What the task requires: Convert every line of the data below into a numbered list, leaving out any blank lines.
---*---
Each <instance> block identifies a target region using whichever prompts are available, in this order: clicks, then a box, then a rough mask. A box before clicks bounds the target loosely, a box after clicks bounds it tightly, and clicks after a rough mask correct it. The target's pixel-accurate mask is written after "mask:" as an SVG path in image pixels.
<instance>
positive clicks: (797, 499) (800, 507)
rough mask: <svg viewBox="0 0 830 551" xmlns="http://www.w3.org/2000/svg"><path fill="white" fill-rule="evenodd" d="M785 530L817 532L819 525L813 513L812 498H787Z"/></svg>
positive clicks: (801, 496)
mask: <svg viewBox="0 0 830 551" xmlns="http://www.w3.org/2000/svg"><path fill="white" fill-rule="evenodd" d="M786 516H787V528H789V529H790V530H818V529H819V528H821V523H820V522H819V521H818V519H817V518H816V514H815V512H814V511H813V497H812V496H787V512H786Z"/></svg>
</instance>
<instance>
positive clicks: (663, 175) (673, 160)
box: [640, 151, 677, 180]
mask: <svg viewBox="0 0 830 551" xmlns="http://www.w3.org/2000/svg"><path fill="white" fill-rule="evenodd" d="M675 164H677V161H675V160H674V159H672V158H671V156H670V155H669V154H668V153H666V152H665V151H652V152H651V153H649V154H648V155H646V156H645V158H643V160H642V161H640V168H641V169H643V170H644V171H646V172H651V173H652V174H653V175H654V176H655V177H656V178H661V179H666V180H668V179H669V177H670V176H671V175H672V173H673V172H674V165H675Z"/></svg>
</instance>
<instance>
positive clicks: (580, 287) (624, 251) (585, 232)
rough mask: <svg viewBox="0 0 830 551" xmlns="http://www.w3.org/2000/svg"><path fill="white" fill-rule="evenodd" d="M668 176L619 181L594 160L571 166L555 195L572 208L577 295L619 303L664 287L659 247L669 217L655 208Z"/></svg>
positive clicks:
---*---
Answer to this exercise:
1. Each <instance> block identifies a target region using whichever prompts are available, in this order: clicks, then a box, then a rough mask. A box before clicks bounds the target loosely, a box after clicks bounds it tightly, and clicks after a rough mask correct it. The target's pixel-accurate mask is written after "mask:" as an SVG path in image pixels.
2. <instance>
3. positive clicks: (797, 499) (800, 507)
4. rough mask: <svg viewBox="0 0 830 551" xmlns="http://www.w3.org/2000/svg"><path fill="white" fill-rule="evenodd" d="M785 530L817 532L819 525L813 513L812 498H787Z"/></svg>
5. positive clicks: (801, 496)
6. mask: <svg viewBox="0 0 830 551" xmlns="http://www.w3.org/2000/svg"><path fill="white" fill-rule="evenodd" d="M786 516H787V528H789V529H790V530H818V529H819V528H821V523H820V522H819V521H818V519H817V518H816V514H815V512H814V511H813V497H812V496H787V512H786Z"/></svg>
7. </instance>
8. <instance>
9. positive clicks: (663, 175) (673, 160)
10. box: [640, 151, 677, 180]
11. mask: <svg viewBox="0 0 830 551" xmlns="http://www.w3.org/2000/svg"><path fill="white" fill-rule="evenodd" d="M675 164H677V161H675V160H674V159H672V158H671V156H670V155H669V154H668V153H666V152H665V151H652V152H651V153H649V154H648V155H646V156H645V158H643V160H642V161H640V168H641V169H643V170H644V171H646V172H651V173H652V174H653V175H654V176H655V177H656V178H661V179H666V180H668V179H669V177H670V176H671V175H672V173H673V172H674V165H675Z"/></svg>
12. </instance>
13. <instance>
14. positive clicks: (580, 287) (624, 251) (585, 232)
15. rough mask: <svg viewBox="0 0 830 551" xmlns="http://www.w3.org/2000/svg"><path fill="white" fill-rule="evenodd" d="M668 176L619 181L594 160L571 166L555 195L572 208L577 295L619 303L664 287L659 247L669 217L655 208Z"/></svg>
16. positive clicks:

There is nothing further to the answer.